# Problem details:
Set down each line from the start of the material exactly, please, up to and including the one that contains "negative clicks: (691, 716)".

━━━

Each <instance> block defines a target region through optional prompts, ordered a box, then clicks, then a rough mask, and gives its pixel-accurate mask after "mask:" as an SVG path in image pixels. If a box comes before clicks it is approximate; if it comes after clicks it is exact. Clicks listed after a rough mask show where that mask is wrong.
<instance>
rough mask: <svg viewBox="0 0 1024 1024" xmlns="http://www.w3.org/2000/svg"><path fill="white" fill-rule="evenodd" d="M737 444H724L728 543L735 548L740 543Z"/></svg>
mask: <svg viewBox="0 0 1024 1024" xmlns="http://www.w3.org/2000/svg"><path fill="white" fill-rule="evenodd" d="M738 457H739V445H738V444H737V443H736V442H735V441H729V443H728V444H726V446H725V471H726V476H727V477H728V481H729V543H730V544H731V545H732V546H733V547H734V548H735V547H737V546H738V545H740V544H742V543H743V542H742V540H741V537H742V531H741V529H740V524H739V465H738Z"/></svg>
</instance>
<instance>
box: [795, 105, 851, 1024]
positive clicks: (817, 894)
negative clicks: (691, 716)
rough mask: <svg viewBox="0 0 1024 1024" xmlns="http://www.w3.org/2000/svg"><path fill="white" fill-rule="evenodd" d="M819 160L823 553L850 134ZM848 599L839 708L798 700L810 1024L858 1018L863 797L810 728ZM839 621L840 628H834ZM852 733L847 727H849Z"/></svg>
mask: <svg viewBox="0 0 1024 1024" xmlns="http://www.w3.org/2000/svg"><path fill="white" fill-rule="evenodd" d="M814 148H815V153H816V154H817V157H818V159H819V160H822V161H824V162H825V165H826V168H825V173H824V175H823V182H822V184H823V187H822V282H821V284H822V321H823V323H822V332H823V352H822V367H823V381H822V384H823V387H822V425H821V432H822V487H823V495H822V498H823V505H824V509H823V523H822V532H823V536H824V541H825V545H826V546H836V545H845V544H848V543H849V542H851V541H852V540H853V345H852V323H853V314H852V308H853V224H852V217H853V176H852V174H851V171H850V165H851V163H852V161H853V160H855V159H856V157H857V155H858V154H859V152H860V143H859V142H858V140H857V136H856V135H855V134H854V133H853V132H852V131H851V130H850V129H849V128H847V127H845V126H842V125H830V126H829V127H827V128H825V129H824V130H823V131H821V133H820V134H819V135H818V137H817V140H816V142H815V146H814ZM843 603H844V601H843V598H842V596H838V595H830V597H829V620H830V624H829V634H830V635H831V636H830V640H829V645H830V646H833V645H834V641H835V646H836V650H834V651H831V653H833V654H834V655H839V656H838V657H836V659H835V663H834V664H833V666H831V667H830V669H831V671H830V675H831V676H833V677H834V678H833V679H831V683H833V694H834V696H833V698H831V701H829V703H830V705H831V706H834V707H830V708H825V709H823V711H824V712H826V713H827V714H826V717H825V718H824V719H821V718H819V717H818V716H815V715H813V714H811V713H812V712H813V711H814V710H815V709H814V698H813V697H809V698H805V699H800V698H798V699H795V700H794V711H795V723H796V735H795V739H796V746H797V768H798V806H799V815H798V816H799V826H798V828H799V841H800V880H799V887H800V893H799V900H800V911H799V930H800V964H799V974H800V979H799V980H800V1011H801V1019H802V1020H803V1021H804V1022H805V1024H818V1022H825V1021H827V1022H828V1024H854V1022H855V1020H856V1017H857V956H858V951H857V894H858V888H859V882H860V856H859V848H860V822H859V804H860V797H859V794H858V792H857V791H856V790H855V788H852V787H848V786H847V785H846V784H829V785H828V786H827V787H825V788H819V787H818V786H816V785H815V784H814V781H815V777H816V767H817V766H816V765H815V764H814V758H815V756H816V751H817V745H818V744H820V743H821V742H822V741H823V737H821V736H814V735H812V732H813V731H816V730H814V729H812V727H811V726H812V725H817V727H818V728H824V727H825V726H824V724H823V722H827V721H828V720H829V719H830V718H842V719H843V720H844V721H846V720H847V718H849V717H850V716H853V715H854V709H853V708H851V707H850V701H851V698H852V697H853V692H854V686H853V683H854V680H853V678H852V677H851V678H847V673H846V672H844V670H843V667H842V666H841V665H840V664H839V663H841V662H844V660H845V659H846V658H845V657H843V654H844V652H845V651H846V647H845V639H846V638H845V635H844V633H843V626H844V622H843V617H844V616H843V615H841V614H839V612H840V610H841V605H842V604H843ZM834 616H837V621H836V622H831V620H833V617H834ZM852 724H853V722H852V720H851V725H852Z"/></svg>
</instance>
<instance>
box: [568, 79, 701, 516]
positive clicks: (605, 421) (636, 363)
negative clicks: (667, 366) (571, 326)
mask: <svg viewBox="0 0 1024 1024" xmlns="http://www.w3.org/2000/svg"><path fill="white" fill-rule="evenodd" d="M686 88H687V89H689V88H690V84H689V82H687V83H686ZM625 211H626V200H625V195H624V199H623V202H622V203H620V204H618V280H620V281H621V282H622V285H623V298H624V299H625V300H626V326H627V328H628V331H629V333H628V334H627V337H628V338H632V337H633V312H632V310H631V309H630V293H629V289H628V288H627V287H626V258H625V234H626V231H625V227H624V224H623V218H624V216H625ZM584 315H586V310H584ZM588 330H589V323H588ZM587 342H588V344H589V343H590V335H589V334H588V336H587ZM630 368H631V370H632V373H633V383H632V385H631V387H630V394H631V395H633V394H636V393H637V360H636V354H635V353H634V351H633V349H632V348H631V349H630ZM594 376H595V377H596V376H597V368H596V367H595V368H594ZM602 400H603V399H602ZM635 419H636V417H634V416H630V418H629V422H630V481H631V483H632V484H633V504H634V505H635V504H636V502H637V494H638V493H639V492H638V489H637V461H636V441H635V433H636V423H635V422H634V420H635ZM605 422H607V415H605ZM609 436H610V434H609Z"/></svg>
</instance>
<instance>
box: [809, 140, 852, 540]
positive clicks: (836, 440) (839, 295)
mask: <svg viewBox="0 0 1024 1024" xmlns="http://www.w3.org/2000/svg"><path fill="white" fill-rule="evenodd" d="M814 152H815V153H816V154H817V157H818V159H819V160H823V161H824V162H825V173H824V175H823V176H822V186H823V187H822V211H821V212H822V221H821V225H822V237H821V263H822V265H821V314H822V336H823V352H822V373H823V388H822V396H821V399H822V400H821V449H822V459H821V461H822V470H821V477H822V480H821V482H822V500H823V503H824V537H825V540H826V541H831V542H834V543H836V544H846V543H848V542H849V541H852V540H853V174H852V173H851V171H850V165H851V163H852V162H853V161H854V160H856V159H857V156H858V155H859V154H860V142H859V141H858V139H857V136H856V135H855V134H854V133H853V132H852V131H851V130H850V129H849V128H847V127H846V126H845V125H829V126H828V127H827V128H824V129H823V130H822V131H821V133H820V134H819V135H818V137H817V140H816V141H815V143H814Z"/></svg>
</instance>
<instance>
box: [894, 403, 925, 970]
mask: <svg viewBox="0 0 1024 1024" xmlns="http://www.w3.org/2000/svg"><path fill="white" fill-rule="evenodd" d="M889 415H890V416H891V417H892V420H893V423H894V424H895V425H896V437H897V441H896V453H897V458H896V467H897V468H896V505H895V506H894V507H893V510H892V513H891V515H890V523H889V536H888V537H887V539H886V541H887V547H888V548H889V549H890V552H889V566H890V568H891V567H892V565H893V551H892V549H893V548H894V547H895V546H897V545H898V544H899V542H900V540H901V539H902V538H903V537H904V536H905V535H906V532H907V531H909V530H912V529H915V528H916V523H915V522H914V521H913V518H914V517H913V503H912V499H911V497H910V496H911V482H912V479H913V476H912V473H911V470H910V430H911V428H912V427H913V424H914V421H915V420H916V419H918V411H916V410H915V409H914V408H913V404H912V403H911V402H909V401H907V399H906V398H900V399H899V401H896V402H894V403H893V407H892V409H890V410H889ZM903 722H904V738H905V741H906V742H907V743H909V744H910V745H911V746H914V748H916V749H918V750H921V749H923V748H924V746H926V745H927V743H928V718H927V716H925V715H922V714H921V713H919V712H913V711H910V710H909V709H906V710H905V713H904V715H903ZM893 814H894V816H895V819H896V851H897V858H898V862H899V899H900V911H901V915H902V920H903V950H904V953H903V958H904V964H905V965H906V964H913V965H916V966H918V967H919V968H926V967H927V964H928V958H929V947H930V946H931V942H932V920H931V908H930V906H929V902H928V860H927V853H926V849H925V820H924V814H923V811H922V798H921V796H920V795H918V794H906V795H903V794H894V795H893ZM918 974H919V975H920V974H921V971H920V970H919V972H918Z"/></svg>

━━━

# Solution below:
Each <instance> block defines a target region through optional prompts, ordered a box, then clicks, then a rough mask, and gives its pixel-accurate mask after "mask:" as an SVG path in image pixels. If a box comes before clicks it is approximate; if it comes after clicks it is exact. Clicks listed after a rough mask show where that mask is wrong.
<instance>
rough mask: <svg viewBox="0 0 1024 1024" xmlns="http://www.w3.org/2000/svg"><path fill="white" fill-rule="evenodd" d="M737 444H724L728 543L735 548L740 543Z"/></svg>
mask: <svg viewBox="0 0 1024 1024" xmlns="http://www.w3.org/2000/svg"><path fill="white" fill-rule="evenodd" d="M738 457H739V445H738V444H737V443H736V442H735V441H729V443H728V444H726V446H725V471H726V476H727V477H728V481H729V543H730V544H731V545H732V546H733V547H734V548H735V547H737V546H738V545H740V544H742V543H743V542H742V540H741V537H742V531H741V529H740V524H739V465H738Z"/></svg>
</instance>
<instance>
box: [795, 105, 851, 1024]
positive clicks: (817, 894)
negative clicks: (691, 716)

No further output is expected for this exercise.